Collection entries
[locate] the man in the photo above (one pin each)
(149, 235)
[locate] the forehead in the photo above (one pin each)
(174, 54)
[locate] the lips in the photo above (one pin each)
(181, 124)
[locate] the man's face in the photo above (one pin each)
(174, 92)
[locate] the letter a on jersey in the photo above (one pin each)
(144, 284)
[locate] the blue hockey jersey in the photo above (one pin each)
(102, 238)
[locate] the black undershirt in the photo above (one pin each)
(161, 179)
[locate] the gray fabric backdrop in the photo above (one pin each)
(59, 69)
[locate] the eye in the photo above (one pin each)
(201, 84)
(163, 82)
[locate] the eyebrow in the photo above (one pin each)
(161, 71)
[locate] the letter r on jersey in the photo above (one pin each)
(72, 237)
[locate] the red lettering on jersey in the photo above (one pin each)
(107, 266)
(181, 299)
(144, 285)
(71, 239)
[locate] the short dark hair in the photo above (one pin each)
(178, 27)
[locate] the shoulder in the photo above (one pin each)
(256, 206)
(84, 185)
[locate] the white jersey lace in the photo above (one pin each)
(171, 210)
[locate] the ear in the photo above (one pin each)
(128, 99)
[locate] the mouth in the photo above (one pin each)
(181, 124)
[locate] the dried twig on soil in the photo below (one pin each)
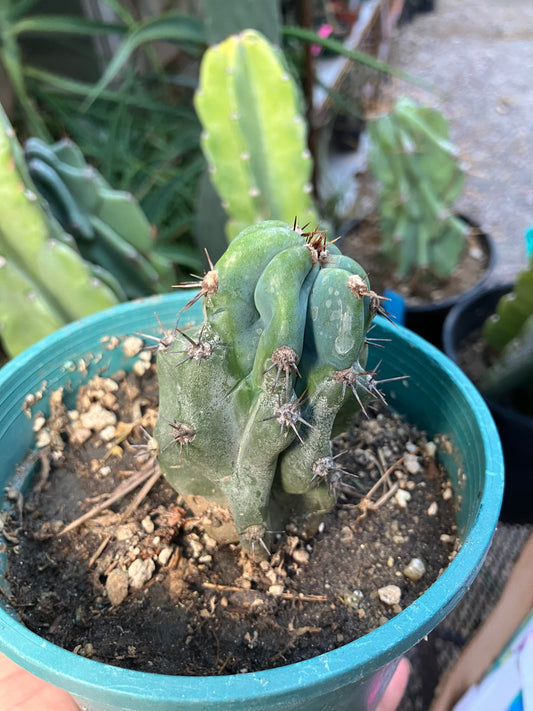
(125, 488)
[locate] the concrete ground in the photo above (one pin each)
(479, 56)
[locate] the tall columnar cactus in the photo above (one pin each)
(249, 398)
(109, 227)
(419, 179)
(44, 283)
(254, 135)
(509, 332)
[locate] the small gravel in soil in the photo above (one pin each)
(150, 590)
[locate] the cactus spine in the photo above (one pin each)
(44, 283)
(254, 136)
(419, 179)
(249, 398)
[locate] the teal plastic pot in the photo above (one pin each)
(437, 397)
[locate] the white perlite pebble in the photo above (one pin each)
(433, 509)
(165, 555)
(97, 418)
(411, 463)
(390, 594)
(132, 345)
(140, 572)
(415, 569)
(148, 524)
(116, 586)
(402, 497)
(300, 556)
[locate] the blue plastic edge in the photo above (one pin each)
(354, 660)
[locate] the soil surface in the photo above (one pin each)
(363, 244)
(139, 584)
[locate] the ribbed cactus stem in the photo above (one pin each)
(419, 179)
(108, 226)
(254, 135)
(509, 333)
(44, 283)
(249, 398)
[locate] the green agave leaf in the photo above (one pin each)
(172, 27)
(65, 24)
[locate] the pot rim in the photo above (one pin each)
(354, 660)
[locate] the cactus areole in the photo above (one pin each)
(249, 397)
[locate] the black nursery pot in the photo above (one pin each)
(515, 429)
(428, 319)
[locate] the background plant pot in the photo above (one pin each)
(515, 429)
(427, 319)
(349, 678)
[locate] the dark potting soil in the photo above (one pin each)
(139, 584)
(363, 243)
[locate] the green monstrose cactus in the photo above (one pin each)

Instructions for the task: Please edit these lines so that "gray fabric backdrop" reads "gray cloth backdrop" and nothing else changes, and leave the pictures out of your answer.

Finished answer:
[locate] the man in the photo above (one pin each)
(149, 235)
[locate] the forehead in the photo above (one pin each)
(174, 54)
[locate] the lips in the photo above (one pin each)
(181, 124)
[locate] the man's face in the photo above (one pin each)
(174, 92)
[locate] the letter a on jersey in the photo above (one pin each)
(144, 284)
[locate] the blue hockey jersey in the photo above (one pin each)
(102, 238)
[locate] the black undershirt in the photo above (one pin each)
(161, 179)
[locate] the gray cloth backdrop in the photo above (one pin each)
(59, 69)
[locate] the eye in the photo above (one pin each)
(201, 84)
(163, 82)
[locate] the eyebrow in the photo above (one pin each)
(161, 71)
[locate] the letter r on jersey in the photo above (one pin each)
(72, 237)
[locate] the red lettering on jersey in the photo above (one pin each)
(107, 266)
(181, 299)
(144, 285)
(71, 239)
[locate] the short dark hair in the photo above (one pin each)
(178, 27)
[locate] the shoulder in the photo above (one pin each)
(256, 206)
(84, 185)
[locate] the white jersey lace in the photo above (one pin each)
(171, 210)
[locate] the ear in the photo above (one pin each)
(128, 99)
[locate] the mouth in the photo above (one pin each)
(181, 124)
[locate] the dried twig on soil in the photo below (one pin each)
(125, 488)
[locate] the concrete ground in the photo above (one pin each)
(479, 56)
[locate] the tall columnar cactus in the photo above (one pin each)
(249, 398)
(109, 227)
(419, 179)
(44, 283)
(254, 135)
(509, 332)
[locate] the small gravel in soil in the photo above (one pin each)
(150, 590)
[locate] the cactus spine in the photo above (one pin each)
(44, 283)
(254, 136)
(419, 179)
(249, 398)
[locate] the teal plastic pot in the photo above (one pin each)
(437, 397)
[locate] the white perlite pebble in the photo above (one pin each)
(433, 509)
(165, 555)
(97, 418)
(411, 463)
(390, 594)
(132, 345)
(140, 572)
(415, 569)
(148, 524)
(116, 586)
(402, 497)
(300, 556)
[locate] the blue plastic edge in the photo above (one pin each)
(354, 660)
[locate] the soil surface in the photo above (one pin each)
(363, 244)
(139, 584)
[locate] the ribbed cactus stem in the photo above (one pin each)
(419, 179)
(108, 226)
(254, 135)
(509, 333)
(44, 283)
(249, 398)
[locate] the green agave leaf in the photo above (one pin each)
(172, 27)
(65, 24)
[locate] the pot rim in the photo above (one pin each)
(354, 660)
[locate] the cactus areole in the photo above (one pin each)
(249, 397)
[locate] the black nursery pot in the photo above (one pin each)
(515, 429)
(428, 319)
[locate] the background plant pot in the photo above (one pin each)
(515, 429)
(427, 319)
(349, 678)
[locate] the dark potting soil in the photo above (one pin each)
(139, 584)
(363, 243)
[locate] the green monstrose cactus in the photo above (one pin each)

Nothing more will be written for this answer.